* **TASKS TO CARRY OUT**:
**a)** Return, word for word, the part of the homeschooling text that opens with the words containing "If it's really" and closes with "not for you).".
**b)** Rewrite the rows that run from the line containing "like x=80 y=186." through the line containing "x=566 y=448" as a numbered list, skipping blank lines. Leave the pictures out of the answer.

* **SOURCE EXCERPT**:

****************************************

My silly guy responds well when I am silly back, as much as I can be and still get learning done. I figure an advantage of homeschooling is that he can be silly and learn at the same time. Like a poster above I'll let him make fart jokes and other silly responses as long as he's learning the point of the lesson. 

 

I've also done the "Mom gets your treat" thing here and that's very effective. Put out 10 M&Ms/ jellybeans/Skittles and tell him for every silly answer you will eat one but if he gives you real answers he gets to eat them all. 

 

If it's really interfering with learning I will tell my son in the firm Mom tone to calm down and try and stop. We've also talked a LOT about how everything is not a joke and that there are times I need him to not be silly. We also came up with a hand signal that I can just quietly do to remind him to tone it down a bit. That keeps me from having to stop teaching and give a lecture on silliness and it keeps him from constantly being embarrassed in front of his brother about getting reprimanded (an issue for us, maybe not for you). 

 

I also find my silly guy needs to move a lot, more than his brother did. So I let him do things like spelling while doing jumping jacks or math standing on his head. Or if he's being really silly I'll tell him to get up and run up and down the stairs 10 times. Not as a punishment but just to get the energy out. 

 

This may not apply as much at 5 but one thing we are really discovering with our silly son is that he has taken on the role of silly/goofy/fun sibling. That's how he sees himself. I think that's because he is really funny and a natural entertainer and we have all unconsciously praised him for that more than anything else. Not when he's silly during school but at other times in the day. I think now he is falling into the role of class clown, just in a small class. One thing that seems to be helping is to consciously tell him that we do love his silliness but that he is so much more than silly. I make an effort to praise other things about him and point out to him especially when he does really well in school. He has seen his brother as the "smart" one and himself as the funny one. But gradually I'm seeing that change.

****************************************

* **DATA TO USE**:

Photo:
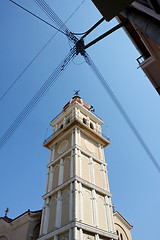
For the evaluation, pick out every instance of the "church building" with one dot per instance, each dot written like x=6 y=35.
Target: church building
x=77 y=200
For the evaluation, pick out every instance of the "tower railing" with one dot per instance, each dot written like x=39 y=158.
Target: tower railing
x=68 y=122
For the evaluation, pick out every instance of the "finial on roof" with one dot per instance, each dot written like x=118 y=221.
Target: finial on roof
x=76 y=94
x=113 y=207
x=6 y=212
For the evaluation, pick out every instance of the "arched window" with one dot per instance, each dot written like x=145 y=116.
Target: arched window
x=121 y=236
x=117 y=234
x=68 y=120
x=84 y=121
x=91 y=126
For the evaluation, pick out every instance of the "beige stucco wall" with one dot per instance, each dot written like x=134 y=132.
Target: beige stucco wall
x=65 y=206
x=52 y=213
x=89 y=145
x=87 y=206
x=122 y=227
x=62 y=145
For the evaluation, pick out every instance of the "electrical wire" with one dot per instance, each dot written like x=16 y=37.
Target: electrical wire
x=122 y=111
x=37 y=97
x=53 y=16
x=115 y=100
x=37 y=17
x=14 y=82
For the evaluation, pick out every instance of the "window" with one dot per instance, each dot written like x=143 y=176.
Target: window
x=91 y=126
x=68 y=120
x=121 y=236
x=84 y=121
x=117 y=234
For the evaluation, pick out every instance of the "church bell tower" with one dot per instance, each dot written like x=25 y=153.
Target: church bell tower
x=77 y=202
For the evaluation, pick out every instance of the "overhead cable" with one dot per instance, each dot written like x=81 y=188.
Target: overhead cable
x=122 y=111
x=37 y=17
x=14 y=82
x=38 y=96
x=53 y=16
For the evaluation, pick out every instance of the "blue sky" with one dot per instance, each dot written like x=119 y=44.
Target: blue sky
x=134 y=181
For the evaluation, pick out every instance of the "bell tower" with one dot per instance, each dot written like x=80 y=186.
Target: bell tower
x=77 y=202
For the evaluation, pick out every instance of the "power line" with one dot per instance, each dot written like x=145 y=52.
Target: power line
x=89 y=61
x=37 y=16
x=14 y=82
x=123 y=112
x=38 y=96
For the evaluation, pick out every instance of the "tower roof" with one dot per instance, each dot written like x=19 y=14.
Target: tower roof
x=76 y=99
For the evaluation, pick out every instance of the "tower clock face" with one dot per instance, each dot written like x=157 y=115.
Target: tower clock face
x=89 y=145
x=62 y=147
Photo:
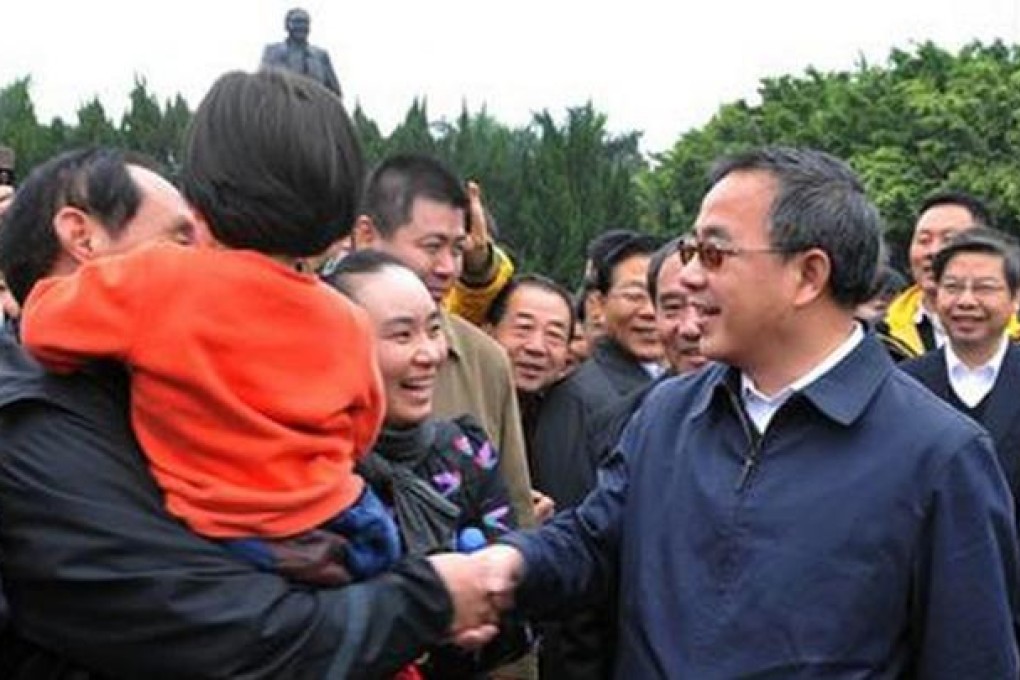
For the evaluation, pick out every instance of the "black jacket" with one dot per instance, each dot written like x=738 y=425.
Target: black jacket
x=102 y=577
x=1000 y=411
x=574 y=424
x=566 y=448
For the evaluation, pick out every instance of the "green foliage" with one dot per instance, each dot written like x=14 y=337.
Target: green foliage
x=924 y=119
x=927 y=119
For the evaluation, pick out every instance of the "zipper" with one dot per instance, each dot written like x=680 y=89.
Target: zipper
x=753 y=455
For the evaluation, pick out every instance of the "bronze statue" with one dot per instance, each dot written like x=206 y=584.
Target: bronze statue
x=297 y=55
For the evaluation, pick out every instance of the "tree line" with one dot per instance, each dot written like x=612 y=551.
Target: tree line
x=926 y=118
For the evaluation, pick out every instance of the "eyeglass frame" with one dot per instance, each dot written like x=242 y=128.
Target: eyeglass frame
x=980 y=291
x=712 y=254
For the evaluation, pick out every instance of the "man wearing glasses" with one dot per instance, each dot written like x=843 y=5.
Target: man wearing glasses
x=801 y=508
x=977 y=370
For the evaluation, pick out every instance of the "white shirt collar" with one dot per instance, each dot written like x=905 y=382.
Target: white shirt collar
x=653 y=368
x=937 y=331
x=973 y=384
x=761 y=408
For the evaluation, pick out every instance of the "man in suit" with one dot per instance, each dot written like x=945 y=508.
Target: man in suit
x=298 y=55
x=911 y=325
x=977 y=371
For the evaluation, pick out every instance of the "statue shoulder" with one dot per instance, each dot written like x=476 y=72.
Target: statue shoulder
x=274 y=53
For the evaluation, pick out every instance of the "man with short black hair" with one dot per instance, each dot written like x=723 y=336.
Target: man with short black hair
x=771 y=515
x=911 y=325
x=85 y=528
x=977 y=370
x=532 y=319
x=627 y=357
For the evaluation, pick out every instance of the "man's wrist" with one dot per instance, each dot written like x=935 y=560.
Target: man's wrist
x=479 y=269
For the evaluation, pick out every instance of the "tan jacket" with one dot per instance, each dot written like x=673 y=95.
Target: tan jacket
x=476 y=379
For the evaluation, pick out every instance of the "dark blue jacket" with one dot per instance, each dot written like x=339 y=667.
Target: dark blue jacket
x=867 y=534
x=999 y=412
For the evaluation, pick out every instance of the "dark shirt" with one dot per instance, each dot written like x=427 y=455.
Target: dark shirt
x=846 y=542
x=100 y=576
x=305 y=59
x=567 y=443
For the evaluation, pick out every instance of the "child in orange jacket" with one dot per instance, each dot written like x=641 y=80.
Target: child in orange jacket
x=254 y=385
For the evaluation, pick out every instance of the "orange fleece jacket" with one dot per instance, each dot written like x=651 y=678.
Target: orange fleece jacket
x=254 y=386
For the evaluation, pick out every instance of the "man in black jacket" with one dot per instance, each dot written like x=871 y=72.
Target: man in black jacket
x=101 y=580
x=627 y=357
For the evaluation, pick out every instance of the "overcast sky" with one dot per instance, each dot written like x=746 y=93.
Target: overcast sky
x=662 y=67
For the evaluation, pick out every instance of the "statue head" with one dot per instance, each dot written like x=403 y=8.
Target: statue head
x=298 y=22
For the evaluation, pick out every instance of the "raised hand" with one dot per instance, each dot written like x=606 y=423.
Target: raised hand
x=476 y=254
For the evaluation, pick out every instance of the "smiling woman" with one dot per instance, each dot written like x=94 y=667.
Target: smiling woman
x=439 y=476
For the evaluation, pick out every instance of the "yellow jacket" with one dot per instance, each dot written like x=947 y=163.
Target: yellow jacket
x=470 y=302
x=901 y=327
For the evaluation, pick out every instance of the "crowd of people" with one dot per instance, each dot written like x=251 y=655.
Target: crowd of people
x=302 y=419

****************************************

* **RESULTS BY TASK**:
**a)**
If it's really interfering with learning I will tell my son in the firm Mom tone to calm down and try and stop. We've also talked a LOT about how everything is not a joke and that there are times I need him to not be silly. We also came up with a hand signal that I can just quietly do to remind him to tone it down a bit. That keeps me from having to stop teaching and give a lecture on silliness and it keeps him from constantly being embarrassed in front of his brother about getting reprimanded (an issue for us, maybe not for you).

**b)**
1. For the evaluation, pick out every instance of the "bell tower" with one dot per instance, each dot written like x=80 y=186.
2. Target: bell tower
3. x=77 y=202
4. For the evaluation, pick out every instance of the "power line" with one dot per instance, each dot written like x=145 y=52.
5. Target: power line
6. x=89 y=61
7. x=37 y=16
8. x=14 y=82
9. x=123 y=112
10. x=38 y=96
11. For the evaluation, pick out every instance of the "tower roof" with one dot per instance, each dot written like x=19 y=14.
12. Target: tower roof
13. x=76 y=99
14. For the evaluation, pick out every instance of the "tower clock face" with one dot per instance, each dot written like x=157 y=115.
15. Target: tower clock face
16. x=89 y=145
17. x=62 y=147
18. Photo:
19. For the evaluation, pick out every instance of the "black jacket" with one dot per instance, each dot written like x=738 y=425.
20. Target: black jacket
21. x=102 y=577
22. x=1000 y=411
23. x=574 y=424
24. x=566 y=448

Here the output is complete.